> **EXTRACTED MATERIAL**
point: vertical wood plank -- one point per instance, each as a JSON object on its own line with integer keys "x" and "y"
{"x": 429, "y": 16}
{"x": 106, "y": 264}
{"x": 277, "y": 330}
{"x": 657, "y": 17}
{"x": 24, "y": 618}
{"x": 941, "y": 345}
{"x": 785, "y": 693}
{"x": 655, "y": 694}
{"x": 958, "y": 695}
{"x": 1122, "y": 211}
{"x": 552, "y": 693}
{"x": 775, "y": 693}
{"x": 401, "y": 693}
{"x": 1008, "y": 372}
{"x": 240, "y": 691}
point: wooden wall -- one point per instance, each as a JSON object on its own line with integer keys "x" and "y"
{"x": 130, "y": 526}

==

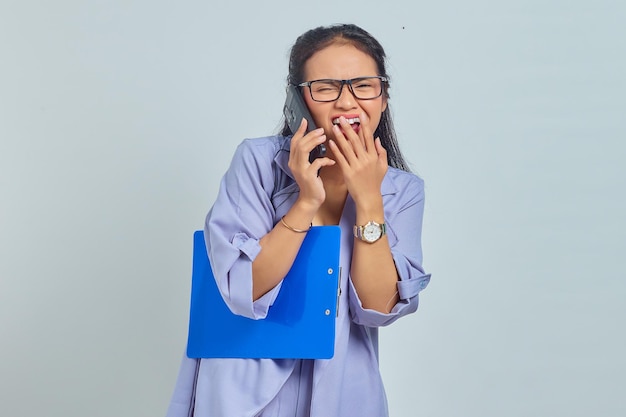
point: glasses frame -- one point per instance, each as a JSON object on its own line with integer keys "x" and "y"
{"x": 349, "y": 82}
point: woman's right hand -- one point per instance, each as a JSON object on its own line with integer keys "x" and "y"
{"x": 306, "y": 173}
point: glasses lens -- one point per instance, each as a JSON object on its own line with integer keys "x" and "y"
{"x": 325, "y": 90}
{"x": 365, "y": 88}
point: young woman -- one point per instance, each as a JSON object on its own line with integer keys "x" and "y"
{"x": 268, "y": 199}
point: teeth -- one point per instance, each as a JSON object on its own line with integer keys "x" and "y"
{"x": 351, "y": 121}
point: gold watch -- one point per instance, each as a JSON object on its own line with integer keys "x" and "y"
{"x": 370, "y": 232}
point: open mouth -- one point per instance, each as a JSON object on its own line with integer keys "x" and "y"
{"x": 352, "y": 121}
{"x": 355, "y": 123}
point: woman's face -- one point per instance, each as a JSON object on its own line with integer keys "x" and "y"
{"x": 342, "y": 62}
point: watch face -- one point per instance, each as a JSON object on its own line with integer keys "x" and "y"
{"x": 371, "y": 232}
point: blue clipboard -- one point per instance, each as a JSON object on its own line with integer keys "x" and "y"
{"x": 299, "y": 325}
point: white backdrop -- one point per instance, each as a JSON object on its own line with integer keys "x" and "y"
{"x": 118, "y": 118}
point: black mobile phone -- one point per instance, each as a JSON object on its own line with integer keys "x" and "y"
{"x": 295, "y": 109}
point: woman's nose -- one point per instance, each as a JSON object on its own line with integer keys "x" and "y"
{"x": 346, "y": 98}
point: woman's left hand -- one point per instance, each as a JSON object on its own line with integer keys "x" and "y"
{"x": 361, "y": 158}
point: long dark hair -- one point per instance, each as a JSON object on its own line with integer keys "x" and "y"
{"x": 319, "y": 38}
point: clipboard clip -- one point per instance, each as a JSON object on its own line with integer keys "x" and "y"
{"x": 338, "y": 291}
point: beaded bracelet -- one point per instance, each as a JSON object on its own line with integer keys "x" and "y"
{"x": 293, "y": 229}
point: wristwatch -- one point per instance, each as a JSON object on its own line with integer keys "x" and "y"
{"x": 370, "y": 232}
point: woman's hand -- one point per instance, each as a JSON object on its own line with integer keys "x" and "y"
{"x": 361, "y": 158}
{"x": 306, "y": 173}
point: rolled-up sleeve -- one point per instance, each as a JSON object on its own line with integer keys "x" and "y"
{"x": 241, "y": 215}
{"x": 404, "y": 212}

* * *

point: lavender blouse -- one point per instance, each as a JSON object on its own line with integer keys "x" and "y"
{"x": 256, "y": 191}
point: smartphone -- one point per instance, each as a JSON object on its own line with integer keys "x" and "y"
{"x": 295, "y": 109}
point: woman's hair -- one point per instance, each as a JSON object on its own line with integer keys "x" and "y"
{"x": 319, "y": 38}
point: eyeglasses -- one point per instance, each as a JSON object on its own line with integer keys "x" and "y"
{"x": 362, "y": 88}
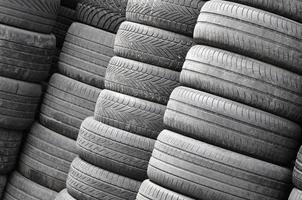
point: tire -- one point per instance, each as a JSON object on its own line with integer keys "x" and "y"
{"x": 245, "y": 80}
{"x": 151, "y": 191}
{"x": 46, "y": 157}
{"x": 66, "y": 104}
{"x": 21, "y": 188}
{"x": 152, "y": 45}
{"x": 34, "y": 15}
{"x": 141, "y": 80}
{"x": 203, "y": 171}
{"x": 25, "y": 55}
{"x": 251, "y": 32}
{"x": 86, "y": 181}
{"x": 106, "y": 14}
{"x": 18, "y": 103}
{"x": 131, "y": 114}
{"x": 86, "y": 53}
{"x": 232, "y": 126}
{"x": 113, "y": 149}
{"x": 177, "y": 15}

> **INSTRUCTIONS FOR THE TASK**
Pull out every line of the items above that contains the word "hair", and keep those lines as they appear. Case counts.

> **RESPONSE BELOW**
point: long dark hair -- one point per instance, each as a JSON object on its own line with integer keys "x" and "y"
point: woman's hair -- one point per instance, each as a JSON object on its own line with integer keys "x" and "y"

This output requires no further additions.